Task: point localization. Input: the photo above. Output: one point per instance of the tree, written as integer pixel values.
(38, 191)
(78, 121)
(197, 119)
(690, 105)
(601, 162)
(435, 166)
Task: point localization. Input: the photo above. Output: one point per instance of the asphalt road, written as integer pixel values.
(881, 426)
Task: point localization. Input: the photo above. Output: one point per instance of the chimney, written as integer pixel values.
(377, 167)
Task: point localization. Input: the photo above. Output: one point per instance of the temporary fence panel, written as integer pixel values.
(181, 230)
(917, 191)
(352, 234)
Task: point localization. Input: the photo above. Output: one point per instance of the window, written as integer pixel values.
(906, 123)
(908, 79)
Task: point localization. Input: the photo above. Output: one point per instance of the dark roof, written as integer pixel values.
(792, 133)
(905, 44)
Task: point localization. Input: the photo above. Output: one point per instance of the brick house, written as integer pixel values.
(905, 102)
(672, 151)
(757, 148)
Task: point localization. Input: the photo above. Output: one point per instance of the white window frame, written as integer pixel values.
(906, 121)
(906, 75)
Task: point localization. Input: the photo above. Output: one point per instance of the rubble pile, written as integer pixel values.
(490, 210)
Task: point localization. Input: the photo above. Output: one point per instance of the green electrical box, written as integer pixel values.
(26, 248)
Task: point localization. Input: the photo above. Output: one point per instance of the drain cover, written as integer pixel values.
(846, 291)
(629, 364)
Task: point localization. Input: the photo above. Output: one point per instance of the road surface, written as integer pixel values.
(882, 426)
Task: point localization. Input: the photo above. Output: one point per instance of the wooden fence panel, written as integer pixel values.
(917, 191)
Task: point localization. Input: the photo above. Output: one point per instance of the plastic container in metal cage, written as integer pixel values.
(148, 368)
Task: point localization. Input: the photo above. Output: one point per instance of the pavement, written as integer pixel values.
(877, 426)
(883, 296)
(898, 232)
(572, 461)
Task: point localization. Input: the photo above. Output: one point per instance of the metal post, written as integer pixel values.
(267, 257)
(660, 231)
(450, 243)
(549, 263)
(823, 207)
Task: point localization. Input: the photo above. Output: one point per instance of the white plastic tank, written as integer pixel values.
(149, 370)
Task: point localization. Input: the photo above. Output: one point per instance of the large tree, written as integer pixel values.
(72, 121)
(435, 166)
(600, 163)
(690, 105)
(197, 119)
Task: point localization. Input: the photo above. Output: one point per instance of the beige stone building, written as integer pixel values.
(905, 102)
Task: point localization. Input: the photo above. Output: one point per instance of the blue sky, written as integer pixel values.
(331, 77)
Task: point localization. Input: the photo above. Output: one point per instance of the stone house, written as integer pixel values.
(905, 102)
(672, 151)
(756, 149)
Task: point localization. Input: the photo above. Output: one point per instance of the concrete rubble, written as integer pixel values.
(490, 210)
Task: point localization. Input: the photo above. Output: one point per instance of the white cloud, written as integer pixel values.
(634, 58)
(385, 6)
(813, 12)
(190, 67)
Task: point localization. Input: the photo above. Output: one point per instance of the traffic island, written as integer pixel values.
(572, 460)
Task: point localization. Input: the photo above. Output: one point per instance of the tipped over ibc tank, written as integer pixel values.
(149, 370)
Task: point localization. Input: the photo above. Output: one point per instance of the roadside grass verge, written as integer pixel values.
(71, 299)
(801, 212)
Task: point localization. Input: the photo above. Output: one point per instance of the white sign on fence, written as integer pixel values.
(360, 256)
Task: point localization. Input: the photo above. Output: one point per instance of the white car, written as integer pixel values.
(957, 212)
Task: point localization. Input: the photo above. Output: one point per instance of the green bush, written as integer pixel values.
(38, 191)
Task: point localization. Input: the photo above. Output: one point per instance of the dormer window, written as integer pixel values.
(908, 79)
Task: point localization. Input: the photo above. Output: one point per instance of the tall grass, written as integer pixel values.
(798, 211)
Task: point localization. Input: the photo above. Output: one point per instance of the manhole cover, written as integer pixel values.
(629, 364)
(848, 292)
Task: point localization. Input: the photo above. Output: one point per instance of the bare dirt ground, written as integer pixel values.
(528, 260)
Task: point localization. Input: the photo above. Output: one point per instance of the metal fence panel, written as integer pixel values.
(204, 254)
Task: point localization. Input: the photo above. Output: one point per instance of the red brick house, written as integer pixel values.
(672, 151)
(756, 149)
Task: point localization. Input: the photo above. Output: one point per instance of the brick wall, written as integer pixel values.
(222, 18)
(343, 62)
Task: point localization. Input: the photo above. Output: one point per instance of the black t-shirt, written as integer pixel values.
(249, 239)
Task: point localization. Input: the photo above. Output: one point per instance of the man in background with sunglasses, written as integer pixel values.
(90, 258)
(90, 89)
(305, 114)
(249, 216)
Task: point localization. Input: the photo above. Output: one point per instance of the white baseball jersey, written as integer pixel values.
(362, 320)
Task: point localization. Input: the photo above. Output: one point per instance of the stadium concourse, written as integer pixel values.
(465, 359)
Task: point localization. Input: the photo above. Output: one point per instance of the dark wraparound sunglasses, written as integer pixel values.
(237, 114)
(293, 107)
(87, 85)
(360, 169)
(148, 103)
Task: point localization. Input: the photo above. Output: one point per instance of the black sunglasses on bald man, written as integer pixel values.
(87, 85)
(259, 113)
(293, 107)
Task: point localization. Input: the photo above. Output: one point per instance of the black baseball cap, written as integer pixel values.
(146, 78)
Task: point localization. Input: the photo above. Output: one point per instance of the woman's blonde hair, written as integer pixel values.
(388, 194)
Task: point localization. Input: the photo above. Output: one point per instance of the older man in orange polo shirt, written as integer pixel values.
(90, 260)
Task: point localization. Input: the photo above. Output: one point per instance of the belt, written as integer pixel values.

****************

» TASK DETAILS: With no words changed, transcribe the records above.

» ANSWER AREA:
Task: point localization. Input: the photo above. Output: one point per instance of the tree, written as integer pixel values.
(38, 191)
(78, 121)
(197, 119)
(690, 105)
(601, 162)
(435, 166)
Task: point localization. Input: the photo above. Output: one point per instance of the asphalt road, written as integer pixel values.
(881, 426)
Task: point localization. Input: the photo above. Output: one point per instance of the chimney, written as integer pixel values.
(377, 167)
Task: point localization. Input: the photo above. Output: one point per instance of the temporary fence panel, written as integer pixel values.
(181, 230)
(917, 191)
(352, 234)
Task: point localization. Input: the photo above. Output: one point per instance of the window, written as integer pixel values.
(906, 123)
(908, 79)
Task: point localization. Input: the photo above. Output: one point per instance of the dark roof, written as integer pixel values.
(792, 133)
(905, 44)
Task: point localization. Input: the photo above. Output: one point per instance of the brick house, written as integer pixel values.
(905, 102)
(672, 151)
(757, 148)
Task: point localization. Input: the photo above. Output: one point per instance of the white window frame, written as integer pixel values.
(906, 121)
(906, 75)
Task: point localization. Input: the photo above. Output: one point per instance of the rubble pile, written as integer pixel values.
(490, 210)
Task: point localization. Input: the photo above. Output: one point per instance of the green electrical box, written as integer pixel values.
(26, 248)
Task: point localization. Input: the photo above. Output: one point per instance of the drain cover, written as integer pixel values.
(846, 291)
(629, 364)
Task: point localization. Input: the photo above. Output: one point per instance of the road surface, written as integer pixel values.
(882, 426)
Task: point localization. Input: the photo above. Output: one point per instance of the wooden fence panel, written as integer pixel values.
(917, 191)
Task: point localization. Input: the photo above. Output: one point per instance of the plastic container in metal cage, written as integer pixel values.
(148, 368)
Task: point localization. Input: the photo above. Output: one point per instance of the pavement, written as integer pixel values.
(877, 426)
(883, 296)
(898, 232)
(572, 461)
Task: point localization. Input: the photo above. Output: one point per instance of the metal post, written as integer pixel values.
(267, 257)
(660, 231)
(450, 243)
(549, 263)
(823, 207)
Task: point localization. Input: the photo above. Output: one point per instance of the white plastic tank, written as integer pixel values.
(149, 370)
Task: point localization. Input: the photo above. Output: one point per instance of the large tree, written as integer pixel values.
(72, 121)
(435, 166)
(600, 163)
(690, 105)
(197, 119)
Task: point localization. Input: the photo above. Output: one point per instance of the beige stone building, written as integer pixel values.
(905, 102)
Task: point localization. Input: the photo above. Output: one point per instance of the blue sky, written as integer pixel values.
(331, 77)
Task: point localization. Input: the photo above. Output: one point per instance of the stone house, written as integer pixel values.
(905, 102)
(672, 151)
(756, 149)
Task: point localization. Input: the photo above. Output: one point per instance of the concrete rubble, written as integer pixel values.
(490, 210)
Task: point localization. Input: the photo above. Output: one point per instance of the white cloud, written as integer pixel values.
(634, 58)
(385, 6)
(813, 12)
(190, 67)
Task: point localization. Input: the photo above. Output: one point per instance of the traffic island, written as integer pixel values.
(572, 460)
Task: point localization. Input: the photo above. Output: one point per instance of the tipped over ibc tank, written as integer pixel values.
(149, 370)
Task: point localization. Input: the photo above. Output: one point per instance of the roadside grass verge, written as integer pixel values.
(71, 299)
(801, 212)
Task: point localization. Input: the photo above. Output: one point per instance of the white sign on fence, written as integer pixel values.
(360, 256)
Task: point localization. Input: the photo above. Output: one point per instance of the white car, written as integer pixel values.
(957, 212)
Task: point localization. Input: the photo above. Output: one point per instance of the green bush, written as integer pixel values.
(38, 191)
Task: point localization. Input: the photo above. Output: one point per instance of the dormer window, written as integer pixel values.
(908, 79)
Task: point localization. Input: the photo above. Output: one point per instance of the tall grass, written as integer pixel values.
(798, 211)
Task: point localization. Input: the photo above. Output: one point per instance of the manhole cover, written as integer pixel values.
(629, 364)
(848, 292)
Task: point localization. Input: the photo above. Output: one point per instance of the bare dirt ground, written as integer pixel values.
(528, 260)
Task: point localization. Input: the photo above. Output: one point per instance of the metal fence panel, written as integer pixel values.
(204, 254)
Task: point localization. Input: the photo above. Output: one point per instance of the red brick house, written as integer pixel values.
(672, 151)
(756, 149)
Task: point localization. Input: the photo above. Output: one point per instance of the brick wall, written as integer pixel values.
(222, 18)
(343, 62)
Task: point localization. Input: the photo above. Output: one point per instance of the black t-shirt, written as integer pixel values.
(249, 239)
Task: point localization. Input: the photo above. Output: one point per instance of the man in background with sunglasses, written as integer pixel values.
(90, 258)
(90, 89)
(305, 114)
(249, 216)
Task: point localization. Input: the photo above. Output: one point per instance of the white baseball jersey, written as integer pixel values.
(362, 320)
Task: point localization. Input: the photo above. Output: one point per instance of the stadium concourse, written as integer pixel values.
(465, 359)
Task: point localization. Input: the photo above. Output: one point per instance of the dark wraparound sunglasses, written as integer pixel values.
(237, 114)
(293, 107)
(87, 85)
(360, 169)
(148, 103)
Task: point localization. Input: the photo above. Output: one point per instance of the black sunglasses on bald man, written as integer pixel values.
(87, 85)
(259, 113)
(293, 107)
Task: point localization. Input: the photo above. Output: one point per instance of the black baseball cap, written as integer pixel values.
(146, 78)
Task: point localization. Input: the photo above. Output: one point per instance of the woman's blonde hair, written as integer pixel values.
(388, 194)
Task: point localization. Input: the photo above. Output: one point per instance of the older man in orange polo shirt, written as integer pixel values.
(90, 260)
Task: point localization. Input: the photo above. Output: one point per instance of the belt, written as integer pixel values.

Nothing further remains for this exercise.